=== TASK DESCRIPTION ===
Continue the excerpt on life-limiting illness among ICU patients, starting after its last sentence.

** Opening DOCUMENT EXCERPT block **

We undertook a prospective, observational, cross-sectional study conducted under the auspices of the Australia and New Zealand Intensive Care Society Clinical Trials Group Point Prevalence Program. 5 All patients (aged >16 years) in participating ICUs on one of two designated days in 2015 were included. Life-limiting illness indicators were adapted from those described previously 1, 2 and classified into subgroups of advanced cancer, chronic organ failure, and frailty/dementia (Online Appendix). Other data points collected were patient age, gender, severity of illness score (Acute Physiology and Chronic Health Evaluation [APACHE] II), documented advanced care directive or treatment limitation on admission to the ICU, lengths of stay, and mortality (in ICU and hospital). ICU research nurse coordinators in each institution collected data and submitted them to the coordinating centre. Research ethics approval was obtained from each contributing centre and coordinated by the George Institute for Global Health.

There were 49 ICUs that contributed data on 682 patients, of which 178 (26%) had a pre-existing life-limiting illness (Table 1). Patients with a life-limiting illness were older, had higher severity of illness scores, and a higher proportion died in hospital (17% v 9%). Mortality was similar for the cancer, frailty, and organ failure subgroups. An advanced care directive or treatment limitation was present for 29 patients with a life-limiting illness (16%): 8% (3/36) of those with cancer, 17% (17/62) of patients with frailty, and 11% (9/80) of patients with advanced chronic organ failure criteria.

** Closing DOCUMENT EXCERPT block **
** Opening EXTRACTED RECORDS block **

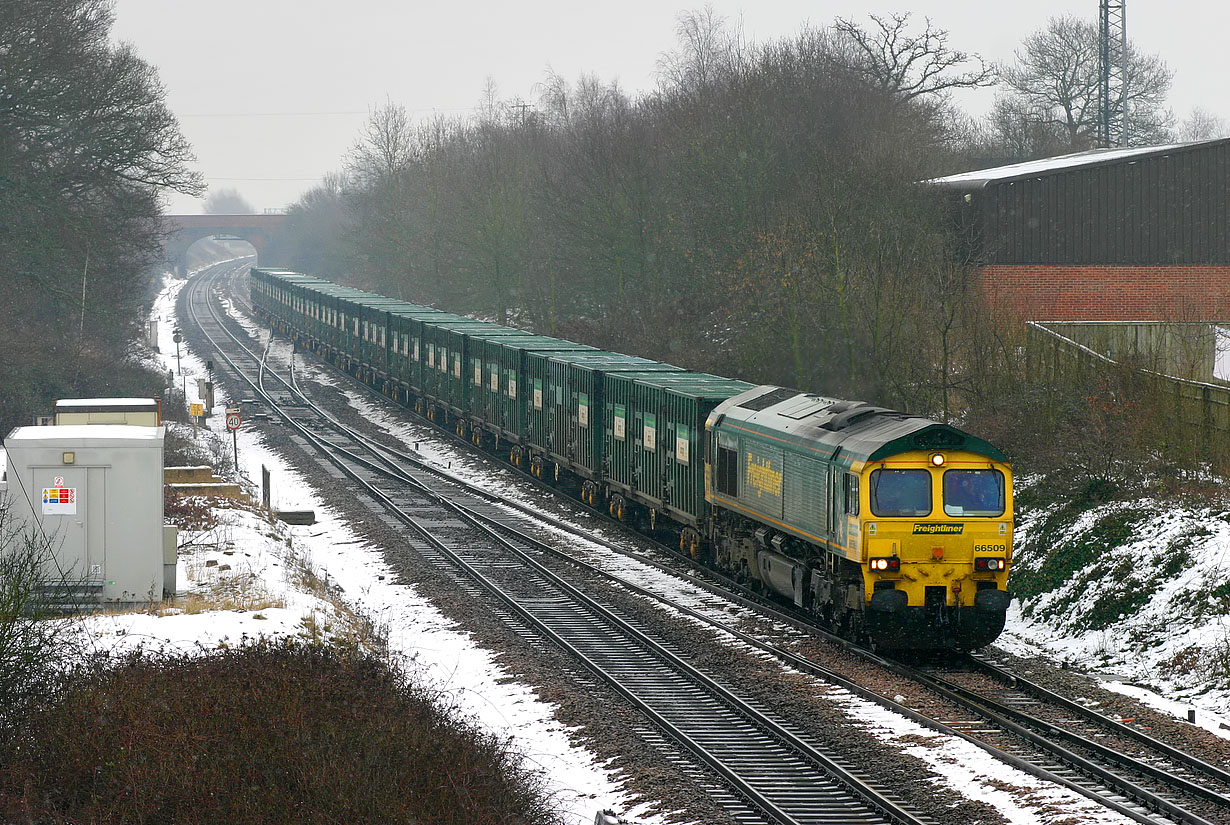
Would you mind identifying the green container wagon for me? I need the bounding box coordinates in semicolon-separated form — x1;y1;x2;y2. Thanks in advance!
423;318;524;416
603;373;754;526
390;305;462;392
470;333;598;443
525;350;683;478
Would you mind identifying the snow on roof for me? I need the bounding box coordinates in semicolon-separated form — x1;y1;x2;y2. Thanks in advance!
925;140;1209;189
5;424;166;443
55;398;157;408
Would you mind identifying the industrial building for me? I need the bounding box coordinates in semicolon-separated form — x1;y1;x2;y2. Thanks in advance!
929;139;1230;322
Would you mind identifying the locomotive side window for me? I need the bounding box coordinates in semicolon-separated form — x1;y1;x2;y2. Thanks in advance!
943;470;1005;518
871;470;931;518
713;433;739;497
845;472;859;515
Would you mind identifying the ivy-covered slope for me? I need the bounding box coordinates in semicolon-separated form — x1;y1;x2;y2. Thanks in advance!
1002;491;1230;713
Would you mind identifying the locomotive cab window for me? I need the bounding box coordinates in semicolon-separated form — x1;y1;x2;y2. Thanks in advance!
845;472;859;515
713;433;739;497
871;470;931;518
943;470;1005;518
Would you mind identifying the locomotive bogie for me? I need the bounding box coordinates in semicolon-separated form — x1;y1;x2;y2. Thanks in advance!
252;269;1012;648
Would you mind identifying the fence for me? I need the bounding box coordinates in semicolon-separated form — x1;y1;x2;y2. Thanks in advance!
1026;322;1230;470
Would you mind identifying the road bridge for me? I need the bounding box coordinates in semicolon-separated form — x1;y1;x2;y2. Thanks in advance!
162;214;287;275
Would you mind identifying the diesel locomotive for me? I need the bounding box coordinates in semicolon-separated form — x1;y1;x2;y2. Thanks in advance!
251;268;1012;649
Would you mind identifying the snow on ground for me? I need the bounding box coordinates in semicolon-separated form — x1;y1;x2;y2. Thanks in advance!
216;280;1156;825
89;266;1200;825
85;279;664;825
996;500;1230;738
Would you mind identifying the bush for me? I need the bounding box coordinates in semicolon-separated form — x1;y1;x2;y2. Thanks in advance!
0;642;558;825
0;497;74;741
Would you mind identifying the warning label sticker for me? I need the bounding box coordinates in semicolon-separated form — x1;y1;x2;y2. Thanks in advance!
43;487;76;515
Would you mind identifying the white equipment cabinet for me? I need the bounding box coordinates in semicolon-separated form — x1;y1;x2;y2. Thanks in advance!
4;424;167;604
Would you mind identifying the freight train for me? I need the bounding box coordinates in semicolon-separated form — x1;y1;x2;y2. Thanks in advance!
251;268;1012;649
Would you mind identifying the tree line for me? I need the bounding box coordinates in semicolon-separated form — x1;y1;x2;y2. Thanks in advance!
0;0;200;432
266;10;1224;486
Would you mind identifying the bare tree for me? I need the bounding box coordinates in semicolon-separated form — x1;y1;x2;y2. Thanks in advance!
658;5;748;92
833;14;996;100
1001;15;1173;150
1178;106;1230;140
347;102;415;186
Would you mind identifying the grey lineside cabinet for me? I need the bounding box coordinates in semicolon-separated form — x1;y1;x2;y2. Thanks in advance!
2;424;175;604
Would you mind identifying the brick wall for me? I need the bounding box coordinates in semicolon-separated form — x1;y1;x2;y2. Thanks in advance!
979;264;1230;322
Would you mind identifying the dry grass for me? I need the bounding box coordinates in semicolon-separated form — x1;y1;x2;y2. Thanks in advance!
0;642;560;825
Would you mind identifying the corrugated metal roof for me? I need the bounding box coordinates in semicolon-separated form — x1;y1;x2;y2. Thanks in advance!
925;138;1230;189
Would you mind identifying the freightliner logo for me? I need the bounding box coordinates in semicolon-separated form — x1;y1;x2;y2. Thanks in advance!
914;524;966;536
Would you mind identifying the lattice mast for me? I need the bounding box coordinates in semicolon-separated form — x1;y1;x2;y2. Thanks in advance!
1097;0;1128;146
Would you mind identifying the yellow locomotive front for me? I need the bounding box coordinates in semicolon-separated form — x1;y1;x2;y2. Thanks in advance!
859;450;1012;649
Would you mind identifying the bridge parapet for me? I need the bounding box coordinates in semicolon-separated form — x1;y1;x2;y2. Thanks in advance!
162;214;287;275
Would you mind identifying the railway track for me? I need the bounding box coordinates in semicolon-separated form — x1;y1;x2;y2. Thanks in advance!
191;261;1230;825
187;261;929;825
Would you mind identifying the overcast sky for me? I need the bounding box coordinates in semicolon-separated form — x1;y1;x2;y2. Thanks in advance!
114;0;1230;213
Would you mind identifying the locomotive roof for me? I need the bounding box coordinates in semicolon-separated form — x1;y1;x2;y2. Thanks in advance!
710;385;1007;461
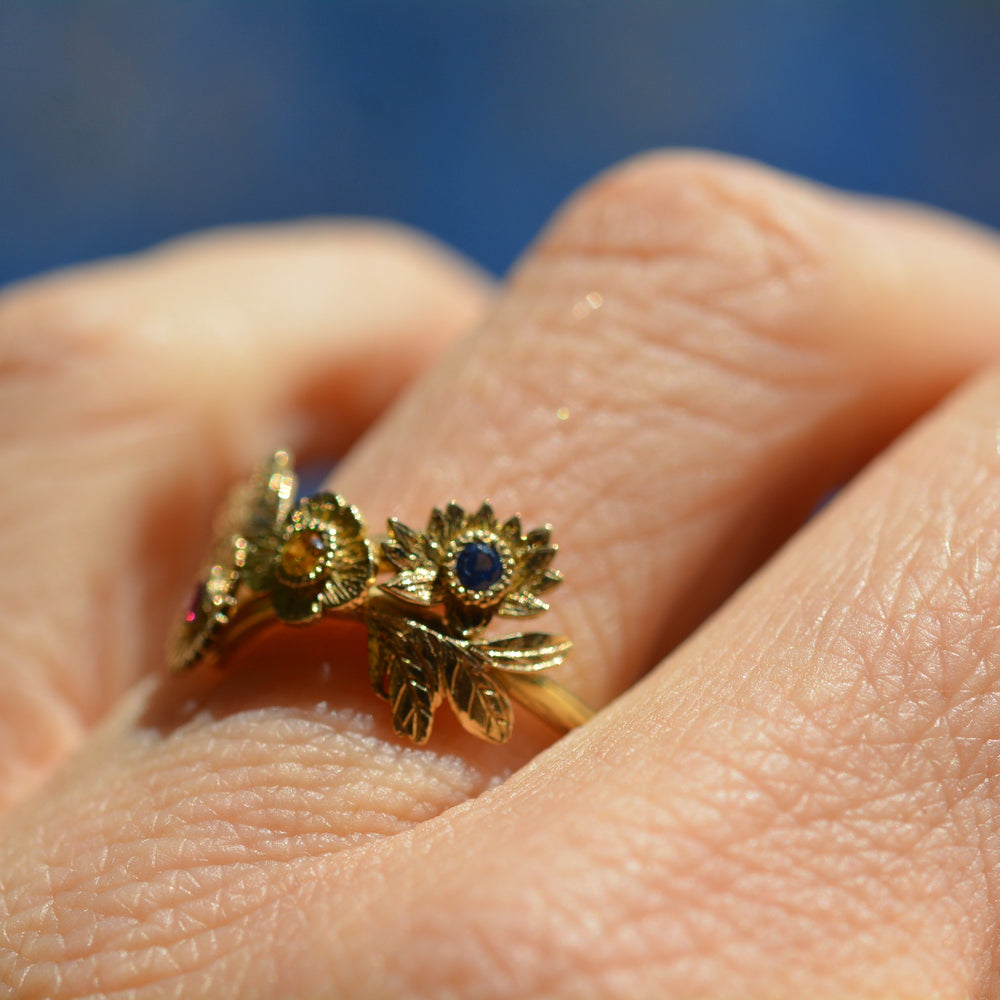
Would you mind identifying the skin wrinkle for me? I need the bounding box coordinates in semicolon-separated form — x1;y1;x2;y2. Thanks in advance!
17;152;1000;990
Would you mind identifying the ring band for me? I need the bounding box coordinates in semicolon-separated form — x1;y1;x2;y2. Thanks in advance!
168;451;593;744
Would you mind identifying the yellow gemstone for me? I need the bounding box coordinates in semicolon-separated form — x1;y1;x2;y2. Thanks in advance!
281;528;329;577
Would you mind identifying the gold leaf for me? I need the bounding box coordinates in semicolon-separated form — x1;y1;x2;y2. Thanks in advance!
368;614;442;743
471;632;573;673
469;500;497;533
443;647;514;743
425;507;447;547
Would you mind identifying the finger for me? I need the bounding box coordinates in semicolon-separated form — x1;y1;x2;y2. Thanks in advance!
335;156;1000;704
9;160;998;996
296;373;1000;1000
0;223;487;802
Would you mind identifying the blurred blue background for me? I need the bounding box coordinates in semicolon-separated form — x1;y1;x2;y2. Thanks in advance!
0;0;1000;283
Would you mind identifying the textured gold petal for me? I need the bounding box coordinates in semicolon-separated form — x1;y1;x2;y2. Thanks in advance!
426;507;448;548
518;545;558;580
442;656;514;743
524;524;552;549
237;451;298;590
320;539;375;608
389;517;424;562
500;514;521;549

** Closing EXTRACTED RECORDS block **

=== OUTPUT ===
We noted that a substantial proportion of adult patients admitted to an ICU in Australia and New Zealand had a pre-existing life-limiting illness of which they were likely to die within 12 months. Only 16% of these patients had evidence of advance care or treatment planning before ICU admission. While most patients (80%) with a life-limiting illness survived to leave hospital, their longer term outcomes are not known, nor if the treatment and care aligned with their goals and values. The health care costs of managing these patients in the ICU were not obtained. Further research is required to understand the utility of treating patients with a life-limiting illness in the ICU and the barriers to advanced care planning.
Acknowledgements: Tania Elderkin died suddenly while leading this project. We remember her dedication to patient-centred care, clinical research and friendship († Deceased March 2019).